- PROVIDED TEXT -

::::::::

# Requesting Sig!



## Future_Fighter (Feb 6, 2008)

I'm new at this so bare with me...

requesting a sig of fedor

title:The Last Emperor

sig size:the max it can be

colors in it:i would like the main colors to be red/white/black 

avatar:yes

sub-title:no

will pay uh like 5k credits?

on the design of how i want the sig.. surprise me :thumb02:


----------



## Steph05050 (Jun 4, 2008)

eh....had hard time with ideas on this one


----------



## MJB23 (Jan 26, 2007)

I'll see if I can come up with something tomorrow.


----------



## D.P. (Oct 8, 2008)

Same here son :thumbsup:


----------



## ThaMuffinMan (Oct 26, 2008)

decided to have a crack at it get at me if you want anything changed

Sig:








http://img136.imageshack.us/my.php?image=fedoremelianenkosig2xv7.jpg

Avatar:








http://img134.imageshack.us/my.php?image=fedoremelianenkoavatar2yr5.jpg


----------



## plazzman (Mar 29, 2007)

Word, I like that one ^^


----------



## NikosCC (May 16, 2007)

ThaMuffinMan said:


> decided to have a crack at it get at me if you want anything changed
> 
> Sig:
> 
> ...


I like this one..


----------



## ToeZup (Jan 7, 2008)

Great work ThaMuffinMan, nicely done. You too Steph.


----------



## ThaMuffinMan (Oct 26, 2008)

thanks for all the nice comments guys
got bored while waiting for part 2 of fight for the troops to dl so made it for him
trying to work off my rust havent made sigs in awhile


----------



## MJB23 (Jan 26, 2007)

ThaMuffinMan said:


> decided to have a crack at it get at me if you want anything changed
> 
> Sig:
> 
> ...


I like this one a lot too. I might not even make one now we'll see.


----------



## D.P. (Oct 8, 2008)

Lol, idk if i'm gonna make one either, depends on FF


----------



## ToeZup (Jan 7, 2008)

MJB23 said:


> I like this one a lot too. I might not even make one now we'll see.

::::::::

- DATA -
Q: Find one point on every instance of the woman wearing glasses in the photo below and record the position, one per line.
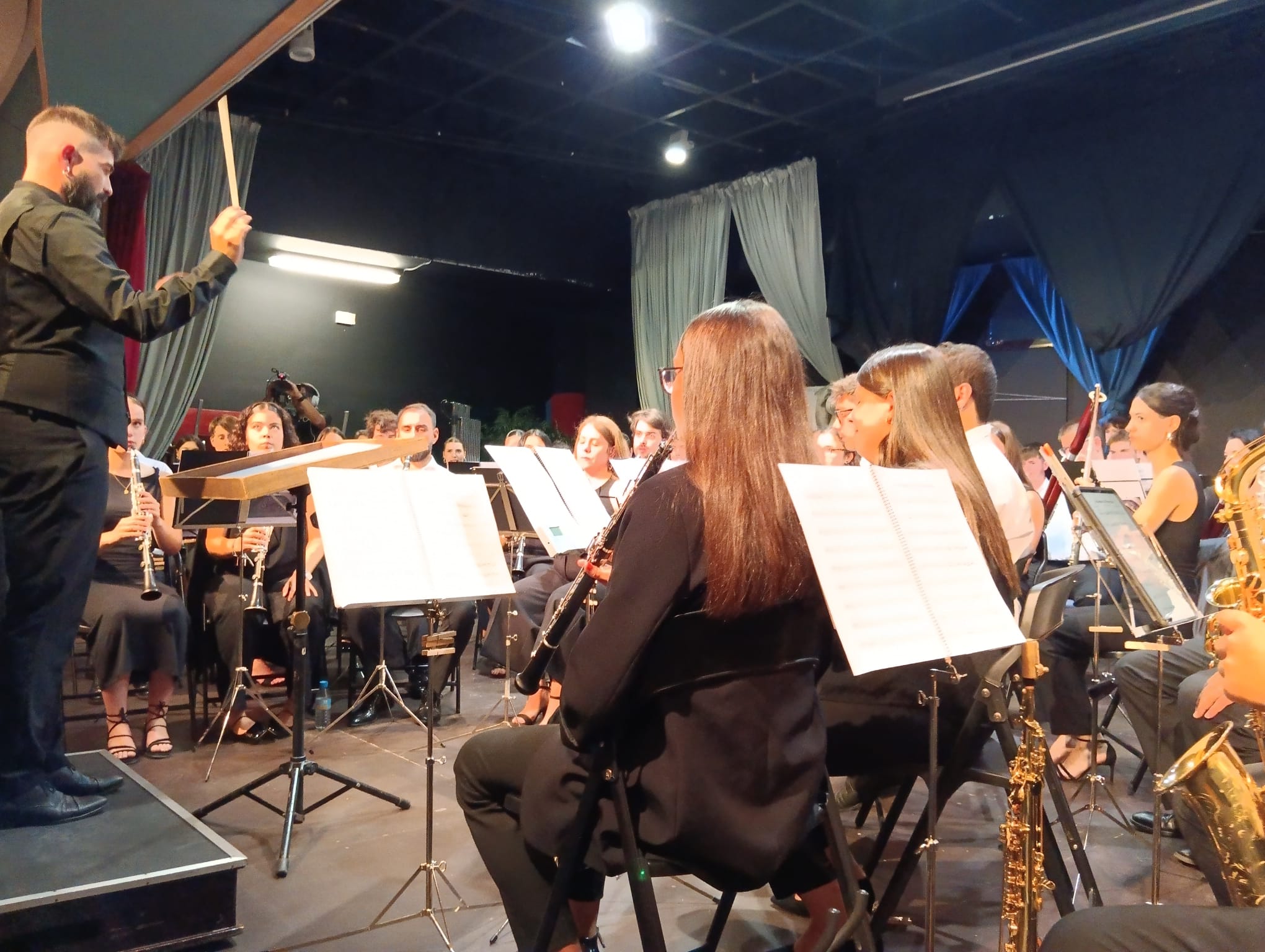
(683, 547)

::::::::

- TASK REQUIREMENTS -
#1 Please reproduce the signature request thread above, from "requesting a sig" up to and including "like 5k credits?".
#2 In the signature request thread, which main colors did Future_Fighter want in the sig?
#3 Carry the signature request thread forward from the point where it stops.

- SOLVED TASKS -
#1
requesting a sig of fedor

title:The Last Emperor

sig size:the max it can be

colors in it:i would like the main colors to be red/white/black 

avatar:yes

sub-title:no

will pay uh like 5k credits?

#2 Red, white, and black.

#3
I hear that man. That sig and av are Game Over. So much so that you have been repped muffin. Enjoy that green.


----------



## D.P. (Oct 8, 2008)

Lol yea, i definitely repped him too.


----------



## Steph05050 (Jun 4, 2008)

great sig...like it a lot...mine totally sucked lol i realy hate it to the point i wanna pretend that i wasnt the person who made it lol


----------



## Future_Fighter (Feb 6, 2008)

Awesome job steph and muffin, Does anyone wanna try and beat it or should i just go ahead and buy that one now? :thumbsup:


----------



## D.P. (Oct 8, 2008)

I can only speak for myself, but I would say just go with that one.


----------



## MJB23 (Jan 26, 2007)

Wait till tonight and we'll see what I come up with.


----------



## Future_Fighter (Feb 6, 2008)

Ok 


.


----------



## eric2004bc (Apr 27, 2008)

ThaMuffinMan said:


> decided to have a crack at it get at me if you want anything changed
> 
> Sig:
> 
> ...


damn nice work there muffin man, 
good to have a new person doing GFX


----------



## D.P. (Oct 8, 2008)

Well I was bored an decided to give it a go:










Or..


----------



## MJB23 (Jan 26, 2007)

Meh?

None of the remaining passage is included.